(Extract provided begins)

The doctor's visit went well, only two problems: my three month average blood sugars (A1c) were too high, and my feet are beginning to get affected. But my eyes and kidneys are still fine. "It gets harder to control this disease as you get older," says the doctor, sensing my concerns. (While I, of course, don't tell him about my chocolate addiction. ~ I think I see a New Year's resolution in the making here, because I know once you feet start to go, other complications may not be far behind.) 

But then the doctor tells me of this new insulin pump, touted as the "World's first breakthrough in artificial pancreas technology." The pump has a sensor that senses when blood sugars go too low and automatically shuts down insulin delivery. This would be a huge help to me, as my fear of low sugars often overrides my desire for good control. I am Medicare eligible for a new pump and will pursue this one.

(Extract provided ends)
(Material supplied begins)

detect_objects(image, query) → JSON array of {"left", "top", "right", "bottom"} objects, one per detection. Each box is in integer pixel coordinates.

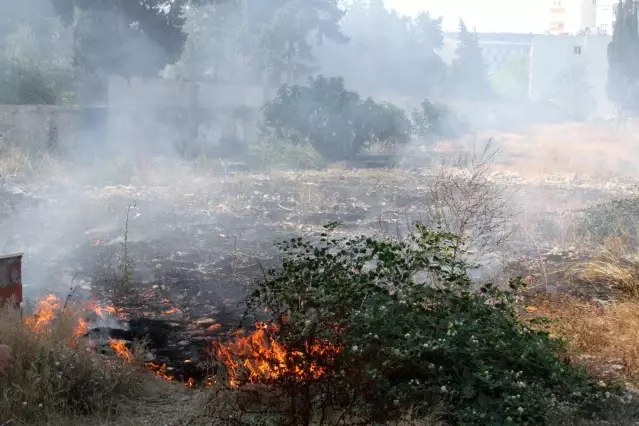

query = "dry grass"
[
  {"left": 189, "top": 385, "right": 449, "bottom": 426},
  {"left": 571, "top": 237, "right": 639, "bottom": 298},
  {"left": 0, "top": 307, "right": 143, "bottom": 425},
  {"left": 522, "top": 293, "right": 639, "bottom": 387}
]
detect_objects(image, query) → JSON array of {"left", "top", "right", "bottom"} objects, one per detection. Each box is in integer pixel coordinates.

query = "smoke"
[{"left": 0, "top": 0, "right": 632, "bottom": 306}]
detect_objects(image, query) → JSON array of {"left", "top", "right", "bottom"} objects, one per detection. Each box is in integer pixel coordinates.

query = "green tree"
[
  {"left": 0, "top": 0, "right": 74, "bottom": 104},
  {"left": 607, "top": 0, "right": 639, "bottom": 112},
  {"left": 449, "top": 20, "right": 492, "bottom": 99},
  {"left": 264, "top": 75, "right": 412, "bottom": 161},
  {"left": 170, "top": 0, "right": 349, "bottom": 87},
  {"left": 51, "top": 0, "right": 226, "bottom": 77},
  {"left": 317, "top": 0, "right": 446, "bottom": 97}
]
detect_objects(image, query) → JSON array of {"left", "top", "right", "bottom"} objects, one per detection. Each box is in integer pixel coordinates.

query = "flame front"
[
  {"left": 24, "top": 294, "right": 62, "bottom": 333},
  {"left": 109, "top": 339, "right": 135, "bottom": 364},
  {"left": 216, "top": 323, "right": 340, "bottom": 386}
]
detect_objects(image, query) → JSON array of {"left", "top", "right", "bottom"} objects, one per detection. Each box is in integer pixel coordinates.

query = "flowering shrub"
[{"left": 238, "top": 225, "right": 615, "bottom": 425}]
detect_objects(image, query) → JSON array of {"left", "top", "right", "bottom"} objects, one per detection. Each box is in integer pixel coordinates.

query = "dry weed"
[
  {"left": 571, "top": 237, "right": 639, "bottom": 298},
  {"left": 524, "top": 294, "right": 639, "bottom": 386}
]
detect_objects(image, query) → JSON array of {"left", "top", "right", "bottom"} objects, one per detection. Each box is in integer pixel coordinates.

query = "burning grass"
[{"left": 0, "top": 296, "right": 143, "bottom": 424}]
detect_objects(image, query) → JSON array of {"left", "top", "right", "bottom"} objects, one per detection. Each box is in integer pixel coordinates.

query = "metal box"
[{"left": 0, "top": 253, "right": 23, "bottom": 305}]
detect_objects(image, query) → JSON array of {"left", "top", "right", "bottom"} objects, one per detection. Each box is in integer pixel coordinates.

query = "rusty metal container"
[{"left": 0, "top": 253, "right": 23, "bottom": 305}]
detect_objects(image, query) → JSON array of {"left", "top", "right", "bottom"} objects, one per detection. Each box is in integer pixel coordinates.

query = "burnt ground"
[{"left": 0, "top": 156, "right": 636, "bottom": 386}]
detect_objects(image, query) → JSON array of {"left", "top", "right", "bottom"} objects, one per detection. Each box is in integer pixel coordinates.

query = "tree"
[
  {"left": 0, "top": 0, "right": 73, "bottom": 104},
  {"left": 450, "top": 19, "right": 492, "bottom": 99},
  {"left": 317, "top": 0, "right": 446, "bottom": 97},
  {"left": 607, "top": 0, "right": 639, "bottom": 123},
  {"left": 263, "top": 75, "right": 412, "bottom": 161},
  {"left": 170, "top": 0, "right": 349, "bottom": 87},
  {"left": 51, "top": 0, "right": 230, "bottom": 77}
]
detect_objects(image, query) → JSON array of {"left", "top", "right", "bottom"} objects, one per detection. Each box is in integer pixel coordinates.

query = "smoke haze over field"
[{"left": 0, "top": 0, "right": 636, "bottom": 302}]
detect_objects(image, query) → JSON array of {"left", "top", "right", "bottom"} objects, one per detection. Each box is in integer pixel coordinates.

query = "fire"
[
  {"left": 144, "top": 361, "right": 175, "bottom": 381},
  {"left": 164, "top": 306, "right": 181, "bottom": 315},
  {"left": 24, "top": 294, "right": 62, "bottom": 333},
  {"left": 216, "top": 323, "right": 340, "bottom": 386}
]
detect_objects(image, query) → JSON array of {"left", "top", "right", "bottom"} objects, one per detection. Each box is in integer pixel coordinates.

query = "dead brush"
[
  {"left": 0, "top": 298, "right": 142, "bottom": 425},
  {"left": 570, "top": 236, "right": 639, "bottom": 297},
  {"left": 527, "top": 294, "right": 639, "bottom": 386}
]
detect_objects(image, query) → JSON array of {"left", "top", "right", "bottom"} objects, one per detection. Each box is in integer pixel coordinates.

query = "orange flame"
[
  {"left": 144, "top": 362, "right": 175, "bottom": 381},
  {"left": 24, "top": 294, "right": 62, "bottom": 333},
  {"left": 109, "top": 339, "right": 134, "bottom": 364},
  {"left": 216, "top": 323, "right": 340, "bottom": 386}
]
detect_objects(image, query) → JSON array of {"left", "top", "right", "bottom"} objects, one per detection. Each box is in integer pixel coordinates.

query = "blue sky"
[{"left": 384, "top": 0, "right": 548, "bottom": 33}]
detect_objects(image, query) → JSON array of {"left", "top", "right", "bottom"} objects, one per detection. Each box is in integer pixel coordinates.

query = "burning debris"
[{"left": 24, "top": 295, "right": 339, "bottom": 387}]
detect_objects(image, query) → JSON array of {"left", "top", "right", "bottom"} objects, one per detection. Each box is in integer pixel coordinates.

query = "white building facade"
[
  {"left": 548, "top": 0, "right": 606, "bottom": 35},
  {"left": 597, "top": 0, "right": 619, "bottom": 35}
]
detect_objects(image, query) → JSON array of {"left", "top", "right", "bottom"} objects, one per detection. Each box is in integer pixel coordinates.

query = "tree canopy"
[
  {"left": 51, "top": 0, "right": 229, "bottom": 77},
  {"left": 317, "top": 0, "right": 446, "bottom": 97},
  {"left": 450, "top": 20, "right": 492, "bottom": 99},
  {"left": 176, "top": 0, "right": 349, "bottom": 86},
  {"left": 607, "top": 0, "right": 639, "bottom": 108}
]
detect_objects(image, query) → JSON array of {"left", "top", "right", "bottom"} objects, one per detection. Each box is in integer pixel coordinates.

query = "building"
[
  {"left": 548, "top": 0, "right": 597, "bottom": 35},
  {"left": 528, "top": 35, "right": 614, "bottom": 116},
  {"left": 441, "top": 33, "right": 533, "bottom": 72},
  {"left": 597, "top": 0, "right": 619, "bottom": 35}
]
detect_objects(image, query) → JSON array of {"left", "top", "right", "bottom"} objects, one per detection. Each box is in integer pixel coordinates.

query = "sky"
[{"left": 384, "top": 0, "right": 548, "bottom": 33}]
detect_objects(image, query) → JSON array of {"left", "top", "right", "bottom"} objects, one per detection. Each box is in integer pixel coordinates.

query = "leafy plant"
[
  {"left": 264, "top": 76, "right": 411, "bottom": 160},
  {"left": 224, "top": 224, "right": 613, "bottom": 425},
  {"left": 250, "top": 131, "right": 324, "bottom": 169}
]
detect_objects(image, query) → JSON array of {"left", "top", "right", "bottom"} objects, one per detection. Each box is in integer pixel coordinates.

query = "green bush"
[
  {"left": 0, "top": 61, "right": 73, "bottom": 105},
  {"left": 229, "top": 225, "right": 613, "bottom": 425},
  {"left": 249, "top": 131, "right": 325, "bottom": 169},
  {"left": 263, "top": 76, "right": 411, "bottom": 161}
]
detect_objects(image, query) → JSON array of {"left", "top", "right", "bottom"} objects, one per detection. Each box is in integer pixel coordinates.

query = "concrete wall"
[
  {"left": 0, "top": 105, "right": 83, "bottom": 154},
  {"left": 0, "top": 79, "right": 271, "bottom": 156},
  {"left": 107, "top": 77, "right": 272, "bottom": 155},
  {"left": 529, "top": 35, "right": 614, "bottom": 116}
]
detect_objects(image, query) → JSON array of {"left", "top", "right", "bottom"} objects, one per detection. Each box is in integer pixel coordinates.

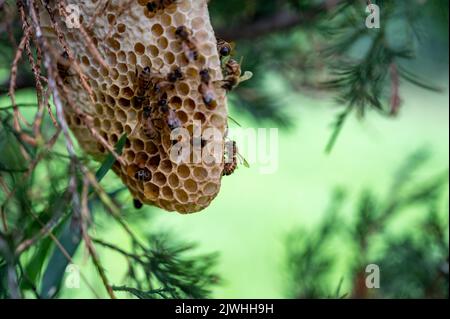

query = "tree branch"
[{"left": 217, "top": 0, "right": 340, "bottom": 40}]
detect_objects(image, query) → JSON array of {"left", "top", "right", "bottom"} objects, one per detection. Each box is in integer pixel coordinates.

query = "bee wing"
[
  {"left": 222, "top": 55, "right": 231, "bottom": 65},
  {"left": 239, "top": 71, "right": 253, "bottom": 82},
  {"left": 230, "top": 41, "right": 236, "bottom": 55},
  {"left": 237, "top": 153, "right": 250, "bottom": 168},
  {"left": 228, "top": 116, "right": 242, "bottom": 127}
]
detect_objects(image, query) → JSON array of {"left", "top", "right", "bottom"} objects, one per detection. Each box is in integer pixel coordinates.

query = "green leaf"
[
  {"left": 95, "top": 134, "right": 127, "bottom": 182},
  {"left": 41, "top": 134, "right": 127, "bottom": 298}
]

(Material supplied ends)

**Assigned task 1:** Summarize the account of the diabetes checkup above in two sentences.
**Assigned task 2:** Carry on the account of the diabetes checkup and the new insulin pump from its final sentence.
The material comes from a separate source and has no connection to the account above.

**Expected output 1:** At the doctor's visit, the narrator's three-month average blood sugar (A1c) was too high and the feet were beginning to be affected, though the eyes and kidneys were still fine. The doctor then described a new insulin pump whose sensor detects low blood sugar and automatically shuts off insulin delivery, and the narrator, who is Medicare eligible for a new pump, plans to pursue it.

**Expected output 2:**
Samson Says: Enough already! Trains, pumps, so when do I get to tell everyone about my adventures tracking wild critters in the snow? And where's the snow anyway? WHERE'S MY SNOW? 

Today, December 18, is my mom's birthday. This picture is from her visit to Los Angeles in 1978, where she is actually standing outside the house that my husband would buy a year later. That's as close as they got to meeting each other. I still have daily conversations with with my mom, just like we did every day after school over hot chocolate and French rolls. As if she were alive, living in my heart somewhere.